"Jadi, kalau ada nyamuk jantan yang mengandung Wolbachia dan kawin dengan nyamuk betina yang tidak mengandung Wolbachia, ini telurnya tidak akan menetas. Kalau yang mengandung Wolbachia adalah betina, nanti seluruh telurnya akan mengandung Wolbachia dan akan menjadi nyamuk yang mengandung Wolbachia," ucapnya.
Melalui beberapa generasi, sambungnya, diharapkan seluruh nyamuk aedes aegypti akan mengandung bakteri Wolbachia, sehingga bisa mengurangi penyebaran virus dengue.
"Sebetulnya gak ada yang rekayasa genetik, baik dari nyamuknya maupun Wolbachia-nya, karena semua prosesnya alami, baik dari Wolbachia-nya maupun proses regenerasi atau perkembangbiakan nyamuknya juga alami," ucapnya.
Kemudian, dr Ningz juga memastikan bahwa penyebaran nyamuk ber-Wolbachia bukan merupakan uji coba yang belum terbukti, karena uji coba dan penelitian tentang bakteri ini telah dilakukan sejak 2011.
Dia menyebutkan terdapat sejumlah negara endemis DBD seperti Brazil, Australia, Vietnam, Meksiko, dan Sri Lanka yang juga menerapkan hal yang sama.
Di Indonesia, penyebaran nyamuk ber-Wolbachia telah dilakukan di Yogyakarta dan mampu menekan angka kesakitan akibat DBD hingga 77 persen, serta mengurangi risiko rawat inap menjadi 86 persen.
"Meskipun teknologi Wolbachia bermanfaat dan efektif, pencegahan DBD harus dilakukan dengan perilaku hidup bersih dan sehat, dan jangan lupa 3M plus, menutup, menguras, dan mengubur," tutur dr Ningz.

____________

#### [YANG AKAN DIKERJAKAN]
1 – Tentukan apakah setiap pernyataan berikut sesuai dengan teks bacaan, lalu jawab ya atau tidak dengan kutipan persis kata-kata penentunya dari teks. (a) Uji coba dan penelitian tentang bakteri Wolbachia sudah dilakukan sejak 2011. (b) Nyamuk ber-Wolbachia merupakan hasil rekayasa genetik. (c) Telur dari nyamuk jantan ber-Wolbachia yang kawin dengan nyamuk betina tanpa Wolbachia akan menetas.
2 – Menurut teks bacaan, di mana penyebaran nyamuk ber-Wolbachia telah dilakukan di Indonesia?
3 – Tuliskan ulang bagian teks bacaan mulai dari "Kemudian, dr Ningz" dan terus sampai "dilakukan sejak 2011.".

#### [CUPLIKAN DATA]
____________

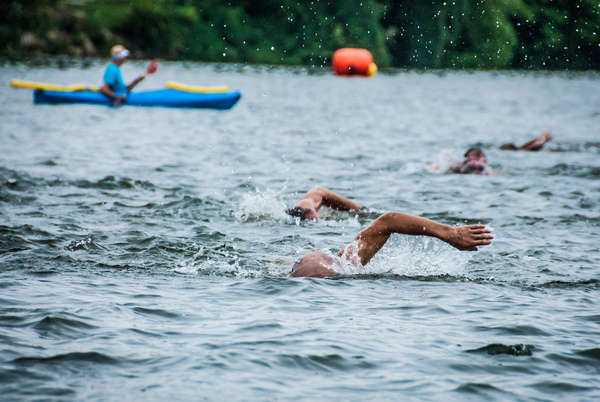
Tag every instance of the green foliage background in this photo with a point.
(485, 34)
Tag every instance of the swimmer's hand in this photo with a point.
(467, 238)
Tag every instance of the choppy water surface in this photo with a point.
(144, 251)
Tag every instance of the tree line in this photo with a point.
(437, 34)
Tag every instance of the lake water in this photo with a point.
(144, 251)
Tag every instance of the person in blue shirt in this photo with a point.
(113, 85)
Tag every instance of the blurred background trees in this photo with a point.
(485, 34)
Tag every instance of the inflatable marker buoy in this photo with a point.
(350, 61)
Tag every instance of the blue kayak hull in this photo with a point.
(160, 97)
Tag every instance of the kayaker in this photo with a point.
(318, 264)
(113, 85)
(310, 203)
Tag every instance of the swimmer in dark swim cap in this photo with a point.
(475, 163)
(311, 202)
(368, 242)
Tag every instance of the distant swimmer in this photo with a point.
(311, 202)
(535, 144)
(475, 162)
(368, 242)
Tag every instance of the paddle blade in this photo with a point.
(152, 67)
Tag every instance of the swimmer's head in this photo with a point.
(474, 167)
(302, 213)
(476, 154)
(315, 264)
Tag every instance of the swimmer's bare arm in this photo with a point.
(538, 142)
(374, 237)
(319, 196)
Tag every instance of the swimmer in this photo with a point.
(475, 163)
(317, 264)
(311, 202)
(535, 144)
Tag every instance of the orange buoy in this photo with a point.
(349, 61)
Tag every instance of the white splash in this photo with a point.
(410, 256)
(261, 205)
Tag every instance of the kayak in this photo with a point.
(161, 97)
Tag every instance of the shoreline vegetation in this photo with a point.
(459, 34)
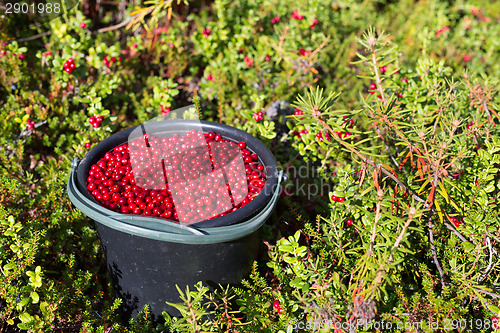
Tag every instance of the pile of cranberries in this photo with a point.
(186, 178)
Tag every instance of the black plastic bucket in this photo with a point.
(147, 257)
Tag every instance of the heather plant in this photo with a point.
(395, 219)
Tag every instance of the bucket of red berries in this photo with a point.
(175, 202)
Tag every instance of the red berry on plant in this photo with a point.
(206, 32)
(494, 322)
(248, 61)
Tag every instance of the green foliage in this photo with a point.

____________

#### [DAFTAR JAWABAN]
1 –
(a) Ya: "uji coba dan penelitian tentang bakteri ini telah dilakukan sejak 2011"
(b) Tidak: "Sebetulnya gak ada yang rekayasa genetik"
(c) Tidak: "ini telurnya tidak akan menetas"

2 – Di Yogyakarta.

3 –
Kemudian, dr Ningz juga memastikan bahwa penyebaran nyamuk ber-Wolbachia bukan merupakan uji coba yang belum terbukti, karena uji coba dan penelitian tentang bakteri ini telah dilakukan sejak 2011.